YOUR TASKS:
• 1. Render the entries from the line with "Object detection annotation — target class is white bottle" to the line with "[221,0,380,282]", both included, as a Markdown table with the columns Row and Line, omitting blank lines.
• 2. Write the next part of the article on the Six Sigma Breakthrough Strategy, beginning right after its final line.

EXTRACT:
################
Six Sigma–The 8 Stages of The Breakthrough Strategy at the Business Level


In the seventh chapter of their book Six Sigma:  The Breakthrough Management Strategy Revolutionizing the World’s Top Corporations, the authors Mikel Harry, Ph.D., and Richard Schroeder get to the “meat” of the book by explaining what the Six Sigma Breakthrough Strategy consists of.   Before explaining the stages of the strategy, the authors related the three levels of the strategy:   the business level, the operations level, and the process level.   This is covered in the previous post.

In this post, we cover the 8 stages of the implementation of the Six Sigma Breakthrough Strategy at the Business Level.  As mentioned in the previous post, the strategy is implemented at a business level by a Deployment Champion, and the application of the strategy may take place over a 3-5 year period if it is to be done in a consistent and focused manner.

1)  RECOGNIZE … the true states of your business

The “states” of a business are the global business conditions used to guide and manage a business.   These could be “levels of customer satisfaction”, for example, which impact the economics of a business.   Knowing this can help a company leverage its efforts and resources to improving customer satisfaction, which will in turn impact the bottom line of the business in a positive way.

2)  DEFINE … what plans must be in place to realize improvement of each state

Let’s assume that “levels of customer satisfaction” is one of the “states of business” that is being considered for improvement.   What parts of the company’s organization are correlated to this state?   Is it the manufacturing system, the engineering (design) system, the delivery system or the service system?    Are there characteristics of these systems which are critical to quality (in the sense of customer satisfaction)?

3)  MEASURE … the business systems that support the plans.
################
MATERIAL TO PROCESS:
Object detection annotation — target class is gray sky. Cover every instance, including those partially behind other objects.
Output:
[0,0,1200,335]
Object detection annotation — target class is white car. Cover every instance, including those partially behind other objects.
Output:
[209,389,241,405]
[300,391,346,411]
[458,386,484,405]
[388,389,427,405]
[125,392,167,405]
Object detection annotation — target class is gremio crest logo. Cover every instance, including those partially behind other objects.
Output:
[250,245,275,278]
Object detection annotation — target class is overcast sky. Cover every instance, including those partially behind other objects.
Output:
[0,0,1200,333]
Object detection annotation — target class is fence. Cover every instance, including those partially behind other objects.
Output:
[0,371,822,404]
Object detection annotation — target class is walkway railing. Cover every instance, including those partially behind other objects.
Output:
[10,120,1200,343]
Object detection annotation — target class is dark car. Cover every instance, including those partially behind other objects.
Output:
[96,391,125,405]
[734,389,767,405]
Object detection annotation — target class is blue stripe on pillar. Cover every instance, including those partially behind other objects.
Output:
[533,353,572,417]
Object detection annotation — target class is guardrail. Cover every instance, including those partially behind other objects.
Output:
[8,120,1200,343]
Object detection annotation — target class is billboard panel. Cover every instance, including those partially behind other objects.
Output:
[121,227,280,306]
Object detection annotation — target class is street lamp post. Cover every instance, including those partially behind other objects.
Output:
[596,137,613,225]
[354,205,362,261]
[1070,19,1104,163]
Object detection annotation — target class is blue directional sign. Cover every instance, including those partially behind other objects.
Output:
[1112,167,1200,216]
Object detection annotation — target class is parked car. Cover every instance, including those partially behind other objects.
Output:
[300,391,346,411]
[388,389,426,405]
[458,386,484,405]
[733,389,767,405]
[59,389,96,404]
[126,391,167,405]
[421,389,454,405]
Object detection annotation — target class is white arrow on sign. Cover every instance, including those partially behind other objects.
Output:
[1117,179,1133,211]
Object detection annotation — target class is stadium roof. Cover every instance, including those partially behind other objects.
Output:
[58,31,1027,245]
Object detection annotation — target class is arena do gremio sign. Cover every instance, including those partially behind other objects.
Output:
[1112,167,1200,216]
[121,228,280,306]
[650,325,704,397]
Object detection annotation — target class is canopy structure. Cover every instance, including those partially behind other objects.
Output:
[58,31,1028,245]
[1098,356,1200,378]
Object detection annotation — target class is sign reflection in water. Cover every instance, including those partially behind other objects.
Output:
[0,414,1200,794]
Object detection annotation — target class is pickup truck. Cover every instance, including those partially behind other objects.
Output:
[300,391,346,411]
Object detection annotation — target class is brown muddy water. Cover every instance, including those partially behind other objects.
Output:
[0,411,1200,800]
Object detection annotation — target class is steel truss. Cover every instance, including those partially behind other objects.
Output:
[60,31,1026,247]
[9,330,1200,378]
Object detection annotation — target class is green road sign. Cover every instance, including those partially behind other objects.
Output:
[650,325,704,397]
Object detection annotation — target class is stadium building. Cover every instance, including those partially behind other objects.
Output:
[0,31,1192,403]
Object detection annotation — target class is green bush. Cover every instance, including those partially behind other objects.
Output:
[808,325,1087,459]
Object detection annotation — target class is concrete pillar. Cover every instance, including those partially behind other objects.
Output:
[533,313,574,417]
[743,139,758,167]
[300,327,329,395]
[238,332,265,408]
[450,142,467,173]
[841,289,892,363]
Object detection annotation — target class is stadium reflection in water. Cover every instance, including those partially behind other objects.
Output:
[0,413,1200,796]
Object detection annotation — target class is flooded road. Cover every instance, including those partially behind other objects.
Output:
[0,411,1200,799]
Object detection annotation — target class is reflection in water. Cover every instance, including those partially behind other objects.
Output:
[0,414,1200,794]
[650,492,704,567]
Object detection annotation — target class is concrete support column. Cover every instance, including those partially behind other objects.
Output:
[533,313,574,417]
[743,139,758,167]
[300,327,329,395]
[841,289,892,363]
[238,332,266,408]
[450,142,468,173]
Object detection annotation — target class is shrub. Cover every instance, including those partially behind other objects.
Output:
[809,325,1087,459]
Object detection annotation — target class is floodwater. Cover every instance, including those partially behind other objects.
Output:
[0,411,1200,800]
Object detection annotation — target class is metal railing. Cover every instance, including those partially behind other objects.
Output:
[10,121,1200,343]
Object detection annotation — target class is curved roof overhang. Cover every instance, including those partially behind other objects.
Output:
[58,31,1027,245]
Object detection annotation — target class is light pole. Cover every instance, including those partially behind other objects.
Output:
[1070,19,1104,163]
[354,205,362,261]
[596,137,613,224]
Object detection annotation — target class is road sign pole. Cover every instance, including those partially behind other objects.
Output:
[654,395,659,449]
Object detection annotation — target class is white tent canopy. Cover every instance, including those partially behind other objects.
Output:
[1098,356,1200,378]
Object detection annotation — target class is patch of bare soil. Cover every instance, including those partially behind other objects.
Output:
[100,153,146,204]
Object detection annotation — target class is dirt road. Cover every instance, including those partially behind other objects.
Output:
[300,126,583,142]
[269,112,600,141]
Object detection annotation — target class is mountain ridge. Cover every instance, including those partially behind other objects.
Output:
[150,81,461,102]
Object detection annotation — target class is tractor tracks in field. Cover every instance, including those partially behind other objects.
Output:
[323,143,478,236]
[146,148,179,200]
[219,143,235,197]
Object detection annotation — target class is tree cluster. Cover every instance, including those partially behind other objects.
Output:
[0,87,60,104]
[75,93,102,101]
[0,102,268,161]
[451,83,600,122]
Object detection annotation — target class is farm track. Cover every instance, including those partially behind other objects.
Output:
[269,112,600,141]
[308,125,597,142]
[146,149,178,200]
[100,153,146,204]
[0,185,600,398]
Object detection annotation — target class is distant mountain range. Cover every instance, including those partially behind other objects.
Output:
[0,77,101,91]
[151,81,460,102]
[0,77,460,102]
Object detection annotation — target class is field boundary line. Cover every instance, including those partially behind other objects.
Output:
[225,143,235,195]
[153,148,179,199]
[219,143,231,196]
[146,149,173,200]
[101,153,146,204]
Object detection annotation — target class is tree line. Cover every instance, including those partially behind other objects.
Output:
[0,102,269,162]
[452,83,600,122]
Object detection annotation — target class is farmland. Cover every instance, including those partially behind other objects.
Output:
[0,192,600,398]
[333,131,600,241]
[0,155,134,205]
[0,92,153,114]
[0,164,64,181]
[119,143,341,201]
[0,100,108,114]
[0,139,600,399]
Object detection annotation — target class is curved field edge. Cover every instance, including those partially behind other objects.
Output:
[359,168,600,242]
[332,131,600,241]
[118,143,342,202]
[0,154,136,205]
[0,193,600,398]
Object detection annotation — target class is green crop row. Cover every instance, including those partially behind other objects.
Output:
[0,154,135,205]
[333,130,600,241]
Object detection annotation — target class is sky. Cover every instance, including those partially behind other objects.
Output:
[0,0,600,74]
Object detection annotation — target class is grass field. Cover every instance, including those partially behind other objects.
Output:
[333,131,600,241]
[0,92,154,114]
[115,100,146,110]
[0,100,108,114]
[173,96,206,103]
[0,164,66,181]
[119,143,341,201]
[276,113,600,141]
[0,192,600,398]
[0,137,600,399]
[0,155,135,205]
################
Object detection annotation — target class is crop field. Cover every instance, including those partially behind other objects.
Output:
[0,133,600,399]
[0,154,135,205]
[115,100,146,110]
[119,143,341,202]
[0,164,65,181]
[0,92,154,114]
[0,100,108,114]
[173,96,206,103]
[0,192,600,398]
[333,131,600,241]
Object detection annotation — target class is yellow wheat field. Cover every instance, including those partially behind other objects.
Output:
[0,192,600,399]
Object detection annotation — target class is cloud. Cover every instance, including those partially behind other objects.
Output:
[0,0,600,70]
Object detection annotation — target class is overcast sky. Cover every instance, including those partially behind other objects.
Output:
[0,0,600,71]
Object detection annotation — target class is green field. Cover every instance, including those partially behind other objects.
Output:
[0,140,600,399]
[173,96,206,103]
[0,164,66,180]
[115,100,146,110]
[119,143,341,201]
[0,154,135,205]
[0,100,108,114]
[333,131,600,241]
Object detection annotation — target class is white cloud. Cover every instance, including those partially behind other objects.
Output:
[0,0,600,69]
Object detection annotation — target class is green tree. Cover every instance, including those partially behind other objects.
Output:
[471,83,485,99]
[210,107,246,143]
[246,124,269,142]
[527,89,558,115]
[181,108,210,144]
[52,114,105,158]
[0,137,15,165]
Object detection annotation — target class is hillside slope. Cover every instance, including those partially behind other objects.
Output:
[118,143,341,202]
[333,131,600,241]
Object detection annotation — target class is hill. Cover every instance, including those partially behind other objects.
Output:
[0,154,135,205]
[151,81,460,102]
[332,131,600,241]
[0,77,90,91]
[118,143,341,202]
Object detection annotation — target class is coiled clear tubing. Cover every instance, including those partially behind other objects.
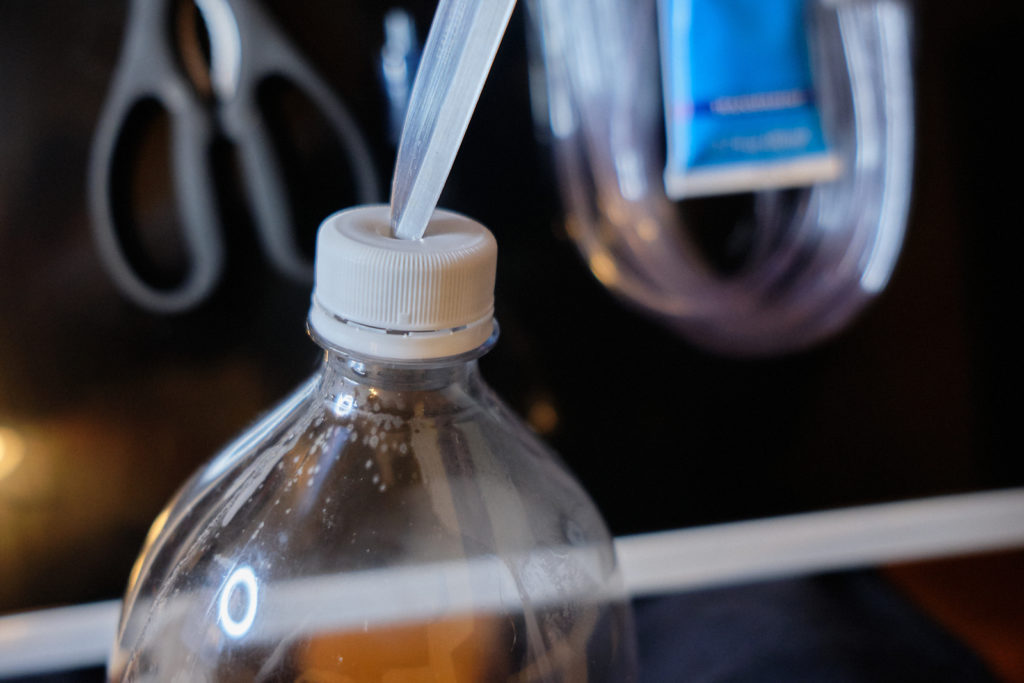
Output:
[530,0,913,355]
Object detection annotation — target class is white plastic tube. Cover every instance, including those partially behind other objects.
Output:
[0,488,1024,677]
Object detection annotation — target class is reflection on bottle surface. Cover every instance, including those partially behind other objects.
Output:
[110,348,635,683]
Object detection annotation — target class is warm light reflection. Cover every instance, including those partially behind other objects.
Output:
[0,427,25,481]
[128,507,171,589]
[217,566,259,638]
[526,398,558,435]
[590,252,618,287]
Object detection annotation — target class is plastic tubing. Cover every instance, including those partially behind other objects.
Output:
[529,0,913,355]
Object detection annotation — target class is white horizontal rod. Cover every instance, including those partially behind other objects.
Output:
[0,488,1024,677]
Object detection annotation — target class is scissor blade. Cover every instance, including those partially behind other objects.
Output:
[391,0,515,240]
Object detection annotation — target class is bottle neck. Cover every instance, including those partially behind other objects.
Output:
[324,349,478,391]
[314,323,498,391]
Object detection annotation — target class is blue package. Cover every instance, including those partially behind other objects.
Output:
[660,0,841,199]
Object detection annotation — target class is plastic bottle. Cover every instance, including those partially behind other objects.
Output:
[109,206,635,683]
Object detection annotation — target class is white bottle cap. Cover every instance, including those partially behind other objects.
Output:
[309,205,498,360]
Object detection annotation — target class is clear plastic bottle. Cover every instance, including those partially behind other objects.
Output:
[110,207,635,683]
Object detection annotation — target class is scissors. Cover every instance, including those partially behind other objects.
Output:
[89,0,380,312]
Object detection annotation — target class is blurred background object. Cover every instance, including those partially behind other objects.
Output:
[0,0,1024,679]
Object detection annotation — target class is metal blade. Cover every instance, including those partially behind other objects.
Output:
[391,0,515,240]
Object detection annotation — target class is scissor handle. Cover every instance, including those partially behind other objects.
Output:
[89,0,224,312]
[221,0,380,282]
################
EXERCISE ANSWERS:
• 1.
| Row | Line |
|---|---|
| 1 | Object detection annotation — target class is white bottle cap. Cover every instance, including those partially behind other objects. |
| 2 | Output: |
| 3 | [309,205,498,360] |
| 4 | Object detection annotation — target class is clear plastic bottle. Cover every instance, including those partially behind other objects. |
| 5 | Output: |
| 6 | [110,207,635,683] |
| 7 | Object detection annotation — target class is scissors. Cover every instance, including those partially behind other objects. |
| 8 | Output: |
| 9 | [89,0,380,312] |
| 10 | Object detection annotation — target class is blurred background object. Cover every instance, including those partially behind other objects. |
| 11 | Output: |
| 12 | [0,0,1024,679] |
| 13 | Object detection annotation — target class is metal blade. Cover every instance, including those partially behind other objects. |
| 14 | Output: |
| 15 | [391,0,515,240] |
| 16 | Object detection annotation — target class is scissor handle. Cover every instance, including those partially behind other objects. |
| 17 | Output: |
| 18 | [89,0,224,312] |
| 19 | [221,0,380,282] |

• 2.
The first question here is to ask “what” to measure, and then the second question to ask is “how” to measure it.  The third question to ask is “is there executive (management) commitment to go after the right measurements?”

4)  ANALYZE … the gaps in system performance benchmarks.

Let us say that a company analyzes its own performance in an area and finds that it is operating at a 3.4 sigma level.   Let’s  say that the company has analyzed a competitor which operates in the same or similar area at a 4.6 sigma level.  What is that other business doing that makes its performance better?

5)  IMPROVE … system elements to achieve performance goals.

Once the system that needs to be improved has identified those elements which comprise it, a company then needs to identify those elements which need to be improved first, which are considered to be most likely those that will affect quality.  This ensures that the company’s resources spent on Six Sigma projects to improve those elements are getting the most “bang for the buck.”

6) CONTROL … system-level characteristics that are critical to value

Once an improvement is identified and proved with Six Sigma techniques, then it is important to monitor and control this solution over a period of time to make sure that it is a permanent solution and that the system does not fall back into previous patterns, which could cause the gains made in the previous stage to erode over time.

7) STANDARDIZE … the systems that prove to be best-in-class

Let’s say that a system element is improved and then controlled so that the improvement is permanent.  Once the element is shown to be “best-in-class”, it can then be replicated, where applicable, in other business units to amplify the improvement throughout the entire company.

8) INTEGRATE … best-in-class systems into the strategic planning framework.

Once the best-in-class systems have been adopted on a business-wide basis, then the strategic planning framework needs to take them into account.  This business-wide improvement is then the new “state of business.”

Essentially, the process has come full circle and it is time for another iteration of the 8 stages of the breakthrough strategy, but with the results of the previous cycle being the basis for the next round of breakthroughs.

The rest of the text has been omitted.